> **EXERCISE REQUIREMENTS**
Copy out the listing below with every "vertical signboard" swapped for "upright sign", keeping everything else the same.

[BEGIN RECORDS SUPPLIED]

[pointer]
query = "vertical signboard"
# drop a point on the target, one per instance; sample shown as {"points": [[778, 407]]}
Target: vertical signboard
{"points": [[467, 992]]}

[END RECORDS SUPPLIED]

> **EXPECTED OUTPUT**
[pointer]
query = "upright sign"
# drop a point on the target, one per instance; sample shown as {"points": [[778, 407]]}
Target: upright sign
{"points": [[467, 992]]}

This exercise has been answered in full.